:: Supplied material ::

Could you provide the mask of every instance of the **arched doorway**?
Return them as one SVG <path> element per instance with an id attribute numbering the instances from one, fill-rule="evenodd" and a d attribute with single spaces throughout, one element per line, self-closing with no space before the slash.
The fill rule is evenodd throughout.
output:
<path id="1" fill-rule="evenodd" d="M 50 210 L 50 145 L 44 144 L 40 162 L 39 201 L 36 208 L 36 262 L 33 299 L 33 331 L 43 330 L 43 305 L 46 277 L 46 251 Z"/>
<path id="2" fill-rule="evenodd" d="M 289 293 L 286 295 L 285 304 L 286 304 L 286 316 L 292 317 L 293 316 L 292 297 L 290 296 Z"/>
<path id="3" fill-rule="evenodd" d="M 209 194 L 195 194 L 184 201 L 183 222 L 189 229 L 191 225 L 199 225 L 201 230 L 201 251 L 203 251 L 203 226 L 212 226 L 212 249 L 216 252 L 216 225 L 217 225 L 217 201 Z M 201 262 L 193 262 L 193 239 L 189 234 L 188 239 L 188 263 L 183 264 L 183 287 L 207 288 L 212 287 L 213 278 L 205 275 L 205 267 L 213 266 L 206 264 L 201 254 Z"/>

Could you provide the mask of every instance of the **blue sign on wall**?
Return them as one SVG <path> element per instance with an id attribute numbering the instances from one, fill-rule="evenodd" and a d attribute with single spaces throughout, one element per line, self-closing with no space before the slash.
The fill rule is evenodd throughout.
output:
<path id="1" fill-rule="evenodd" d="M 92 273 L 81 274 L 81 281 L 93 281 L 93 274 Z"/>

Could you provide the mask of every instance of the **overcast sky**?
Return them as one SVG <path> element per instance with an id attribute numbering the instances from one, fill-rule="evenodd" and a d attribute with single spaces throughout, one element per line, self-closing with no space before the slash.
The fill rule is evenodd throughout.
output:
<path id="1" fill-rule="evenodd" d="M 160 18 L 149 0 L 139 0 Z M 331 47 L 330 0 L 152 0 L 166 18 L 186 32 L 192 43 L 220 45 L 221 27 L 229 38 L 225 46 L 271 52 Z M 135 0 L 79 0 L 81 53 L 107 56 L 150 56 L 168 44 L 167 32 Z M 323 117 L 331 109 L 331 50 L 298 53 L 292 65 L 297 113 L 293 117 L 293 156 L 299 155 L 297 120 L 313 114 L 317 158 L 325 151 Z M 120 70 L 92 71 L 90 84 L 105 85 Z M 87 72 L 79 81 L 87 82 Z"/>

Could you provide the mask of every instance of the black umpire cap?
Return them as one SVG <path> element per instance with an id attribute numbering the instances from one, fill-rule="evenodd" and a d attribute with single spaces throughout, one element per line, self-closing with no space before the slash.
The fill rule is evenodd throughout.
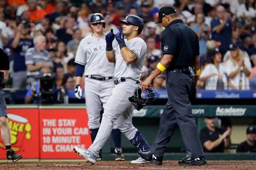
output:
<path id="1" fill-rule="evenodd" d="M 246 129 L 246 134 L 256 133 L 256 128 L 255 125 L 249 125 Z"/>
<path id="2" fill-rule="evenodd" d="M 140 35 L 140 33 L 141 33 L 144 24 L 143 19 L 134 15 L 127 15 L 124 20 L 120 20 L 120 22 L 125 24 L 131 24 L 138 26 L 138 27 L 139 27 L 138 35 Z"/>
<path id="3" fill-rule="evenodd" d="M 158 19 L 156 21 L 157 23 L 162 23 L 162 19 L 165 15 L 170 15 L 177 12 L 176 10 L 171 6 L 163 6 L 160 8 L 158 11 Z"/>

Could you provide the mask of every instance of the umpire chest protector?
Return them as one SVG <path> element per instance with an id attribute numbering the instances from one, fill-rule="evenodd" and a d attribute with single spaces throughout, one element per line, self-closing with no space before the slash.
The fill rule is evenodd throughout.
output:
<path id="1" fill-rule="evenodd" d="M 173 55 L 167 71 L 192 66 L 199 55 L 198 38 L 196 33 L 180 19 L 172 21 L 164 30 L 162 38 L 163 55 Z"/>
<path id="2" fill-rule="evenodd" d="M 9 57 L 7 53 L 2 48 L 0 48 L 0 70 L 9 70 Z M 0 90 L 5 87 L 4 74 L 0 72 Z"/>

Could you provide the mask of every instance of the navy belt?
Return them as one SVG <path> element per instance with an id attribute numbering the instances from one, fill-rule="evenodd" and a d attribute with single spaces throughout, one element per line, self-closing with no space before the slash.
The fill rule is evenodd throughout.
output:
<path id="1" fill-rule="evenodd" d="M 89 79 L 94 79 L 99 81 L 106 81 L 112 79 L 113 78 L 113 76 L 102 76 L 95 75 L 86 75 L 85 76 Z"/>
<path id="2" fill-rule="evenodd" d="M 181 68 L 181 69 L 174 69 L 173 70 L 169 71 L 169 72 L 171 73 L 189 73 L 189 71 L 188 68 Z"/>
<path id="3" fill-rule="evenodd" d="M 125 81 L 127 80 L 127 79 L 130 79 L 130 80 L 134 80 L 136 82 L 136 84 L 139 84 L 140 83 L 140 82 L 139 81 L 137 81 L 136 80 L 134 80 L 132 78 L 124 78 L 124 77 L 121 77 L 121 78 L 116 78 L 115 79 L 115 80 L 114 81 L 114 83 L 115 83 L 115 84 L 116 85 L 117 85 L 119 83 L 121 83 L 121 82 L 124 82 Z"/>

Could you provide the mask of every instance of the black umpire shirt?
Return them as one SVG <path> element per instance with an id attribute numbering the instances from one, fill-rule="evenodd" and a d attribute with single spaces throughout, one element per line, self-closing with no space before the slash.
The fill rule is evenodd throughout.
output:
<path id="1" fill-rule="evenodd" d="M 205 152 L 223 152 L 225 144 L 224 140 L 223 140 L 220 144 L 217 147 L 213 148 L 212 150 L 208 150 L 204 147 L 204 143 L 207 141 L 212 142 L 219 139 L 222 134 L 225 132 L 225 130 L 222 130 L 218 128 L 215 129 L 215 131 L 210 130 L 207 127 L 203 129 L 200 132 L 200 140 L 201 140 L 202 146 L 204 148 L 204 151 Z"/>
<path id="2" fill-rule="evenodd" d="M 0 70 L 9 70 L 9 57 L 2 48 L 0 48 Z"/>
<path id="3" fill-rule="evenodd" d="M 253 146 L 250 146 L 246 141 L 240 143 L 237 148 L 237 152 L 256 152 L 256 141 L 254 141 Z"/>
<path id="4" fill-rule="evenodd" d="M 192 66 L 199 55 L 199 41 L 196 33 L 180 19 L 172 21 L 164 30 L 161 48 L 163 55 L 173 55 L 167 70 Z"/>

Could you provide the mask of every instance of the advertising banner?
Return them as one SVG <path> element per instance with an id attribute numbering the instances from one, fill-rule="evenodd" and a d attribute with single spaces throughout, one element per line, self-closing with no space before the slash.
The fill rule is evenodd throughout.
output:
<path id="1" fill-rule="evenodd" d="M 24 158 L 38 159 L 38 108 L 8 108 L 7 113 L 12 149 Z M 5 144 L 0 138 L 0 159 L 6 158 Z"/>
<path id="2" fill-rule="evenodd" d="M 39 115 L 41 159 L 79 158 L 74 147 L 85 149 L 91 144 L 85 109 L 42 107 Z"/>

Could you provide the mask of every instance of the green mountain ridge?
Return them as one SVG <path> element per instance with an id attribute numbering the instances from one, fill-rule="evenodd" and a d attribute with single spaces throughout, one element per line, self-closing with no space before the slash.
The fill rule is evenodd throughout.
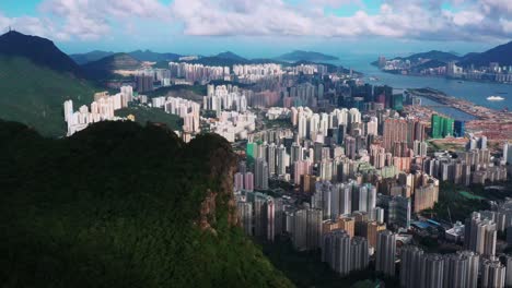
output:
<path id="1" fill-rule="evenodd" d="M 50 40 L 9 32 L 0 36 L 0 118 L 47 136 L 66 134 L 65 100 L 74 109 L 92 101 L 95 87 Z"/>
<path id="2" fill-rule="evenodd" d="M 108 56 L 112 56 L 112 55 L 115 55 L 115 52 L 94 50 L 94 51 L 86 52 L 86 53 L 70 55 L 69 57 L 71 57 L 71 59 L 73 59 L 73 61 L 77 62 L 77 64 L 83 65 L 83 64 L 86 64 L 89 62 L 97 61 L 97 60 L 100 60 L 102 58 L 105 58 L 105 57 L 108 57 Z"/>
<path id="3" fill-rule="evenodd" d="M 236 224 L 213 134 L 100 122 L 44 139 L 0 121 L 5 287 L 292 287 Z"/>
<path id="4" fill-rule="evenodd" d="M 47 136 L 66 135 L 65 100 L 74 109 L 93 100 L 95 87 L 83 79 L 0 55 L 0 118 L 23 122 Z"/>
<path id="5" fill-rule="evenodd" d="M 161 62 L 161 61 L 175 61 L 181 55 L 177 53 L 159 53 L 153 52 L 151 50 L 135 50 L 131 52 L 127 52 L 129 56 L 133 57 L 139 61 L 150 61 L 150 62 Z M 101 51 L 94 50 L 85 53 L 74 53 L 70 55 L 71 59 L 74 60 L 80 65 L 86 64 L 89 62 L 94 62 L 101 60 L 102 58 L 109 57 L 115 55 L 112 51 Z"/>
<path id="6" fill-rule="evenodd" d="M 115 53 L 82 65 L 88 79 L 103 81 L 114 79 L 116 70 L 135 70 L 141 62 L 128 53 Z"/>
<path id="7" fill-rule="evenodd" d="M 15 31 L 0 36 L 0 55 L 24 57 L 37 65 L 62 73 L 71 73 L 75 76 L 82 74 L 80 67 L 69 56 L 60 51 L 53 41 Z"/>

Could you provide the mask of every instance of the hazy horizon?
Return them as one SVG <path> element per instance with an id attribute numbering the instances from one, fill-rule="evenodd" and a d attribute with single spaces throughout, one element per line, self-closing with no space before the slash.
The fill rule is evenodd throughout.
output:
<path id="1" fill-rule="evenodd" d="M 480 52 L 512 39 L 505 0 L 3 0 L 0 29 L 50 38 L 67 53 L 150 49 L 233 51 L 247 58 L 291 50 L 334 56 Z"/>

:::

Could you reproduce everything from the start of the data down through the line containing "92 273 L 81", changing "self-closing" to "self-terminated" and leaving all else as it is?

Answer to this task:
Could you provide the mask of every instance of the **arched doorway**?
Return them as one SVG <path> element per instance with an id attribute numbering the instances from one, fill-rule="evenodd" and a d attribute with single spaces throughout, one element per line, self-terminated with no space before the slash.
The fill rule is evenodd throughout.
output:
<path id="1" fill-rule="evenodd" d="M 50 210 L 50 145 L 44 144 L 40 162 L 39 201 L 36 208 L 36 262 L 33 299 L 33 331 L 43 330 L 43 305 L 46 277 L 46 251 Z"/>
<path id="2" fill-rule="evenodd" d="M 289 293 L 286 295 L 285 304 L 286 304 L 286 316 L 292 317 L 293 316 L 292 297 L 290 296 Z"/>
<path id="3" fill-rule="evenodd" d="M 209 194 L 195 194 L 184 201 L 183 222 L 189 229 L 191 225 L 199 225 L 201 230 L 201 251 L 203 251 L 203 226 L 212 226 L 212 249 L 216 252 L 216 225 L 217 225 L 217 201 Z M 201 262 L 193 262 L 193 239 L 189 234 L 188 239 L 188 263 L 183 264 L 183 287 L 207 288 L 212 287 L 213 278 L 205 275 L 205 267 L 213 266 L 206 264 L 201 254 Z"/>

Could you provide the mask of every instance of the **blue sign on wall**?
Return them as one SVG <path> element per instance with an id attribute numbering the instances from one, fill-rule="evenodd" and a d attribute with single spaces throughout, one element per line, self-terminated with no space before the slash.
The fill rule is evenodd throughout.
output:
<path id="1" fill-rule="evenodd" d="M 92 273 L 81 274 L 81 281 L 93 281 L 93 274 Z"/>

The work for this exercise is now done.